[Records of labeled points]
============================================================

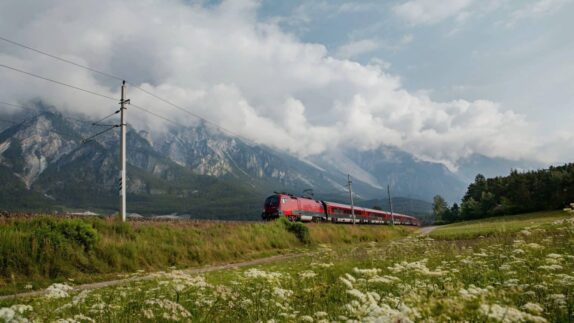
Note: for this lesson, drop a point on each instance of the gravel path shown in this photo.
(427, 230)
(145, 277)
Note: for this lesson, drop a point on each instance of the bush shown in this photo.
(56, 233)
(298, 229)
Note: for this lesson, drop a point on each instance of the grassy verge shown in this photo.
(37, 251)
(496, 226)
(524, 276)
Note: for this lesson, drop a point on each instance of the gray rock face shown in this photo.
(46, 154)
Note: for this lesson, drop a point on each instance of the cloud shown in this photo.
(428, 12)
(248, 76)
(535, 9)
(357, 48)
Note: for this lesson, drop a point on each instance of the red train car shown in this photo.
(305, 209)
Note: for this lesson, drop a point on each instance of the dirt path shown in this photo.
(426, 230)
(190, 271)
(422, 231)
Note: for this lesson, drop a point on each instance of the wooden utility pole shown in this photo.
(351, 197)
(390, 203)
(123, 125)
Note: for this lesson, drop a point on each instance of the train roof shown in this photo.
(344, 206)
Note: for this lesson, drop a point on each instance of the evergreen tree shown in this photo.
(439, 207)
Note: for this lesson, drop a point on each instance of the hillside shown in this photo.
(519, 275)
(43, 249)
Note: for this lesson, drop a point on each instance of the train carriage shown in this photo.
(299, 208)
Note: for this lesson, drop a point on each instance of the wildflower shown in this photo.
(508, 314)
(307, 274)
(58, 291)
(282, 293)
(347, 282)
(472, 292)
(533, 308)
(7, 314)
(534, 246)
(558, 299)
(367, 272)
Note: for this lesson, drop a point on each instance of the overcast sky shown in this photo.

============================================================

[REQUIREMENT] Please rename "drop a point" to "place a marker" throughout the rows above and write them out again with nothing else changed. Leave the pictures out.

[CORRECT ANSWER]
Note: for this lesson, place a marker on each instance of the gravel path shown in this photo.
(427, 230)
(145, 277)
Note: for this lesson, place a marker on each instance of the bush shown in this photo.
(56, 233)
(298, 229)
Note: for this lesson, place a marker on each instance of the grassy verge shown in this photo.
(37, 251)
(496, 226)
(524, 276)
Note: for this lesson, place a marker on each instance of the gray rock face shown in this photo.
(46, 154)
Note: for this lesson, place a marker on each instance of the cloud shown in this photo.
(428, 12)
(248, 76)
(535, 9)
(357, 48)
Note: for this lesson, place a marker on each instance of the red train car shown in this photo.
(305, 209)
Note: for this lesson, place a marker on each instance of the dirt path shown in this photo.
(426, 230)
(190, 271)
(422, 231)
Note: for this lesson, place a marker on each instance of the wooden utility pole shown in this photo.
(351, 197)
(390, 203)
(123, 125)
Note: for this lesson, place a marker on each instance of the train roof shown in this photo.
(344, 206)
Note: for this lesson, place a marker on each instance of the evergreen tree shown in this photo.
(439, 207)
Note: for this lesson, place a marker on each instance of the hillside shown in this photo.
(519, 275)
(43, 249)
Note: for this lesson, place a marker on each instance of the train carriage shown in this photo.
(299, 208)
Note: for this lesson, place a marker on each instance of the wildflower shown in this photo.
(508, 314)
(307, 274)
(58, 291)
(282, 293)
(347, 282)
(472, 292)
(533, 308)
(7, 314)
(534, 246)
(558, 299)
(367, 272)
Note: for this lesson, place a marker on each instance of the overcast sky shown in this photo.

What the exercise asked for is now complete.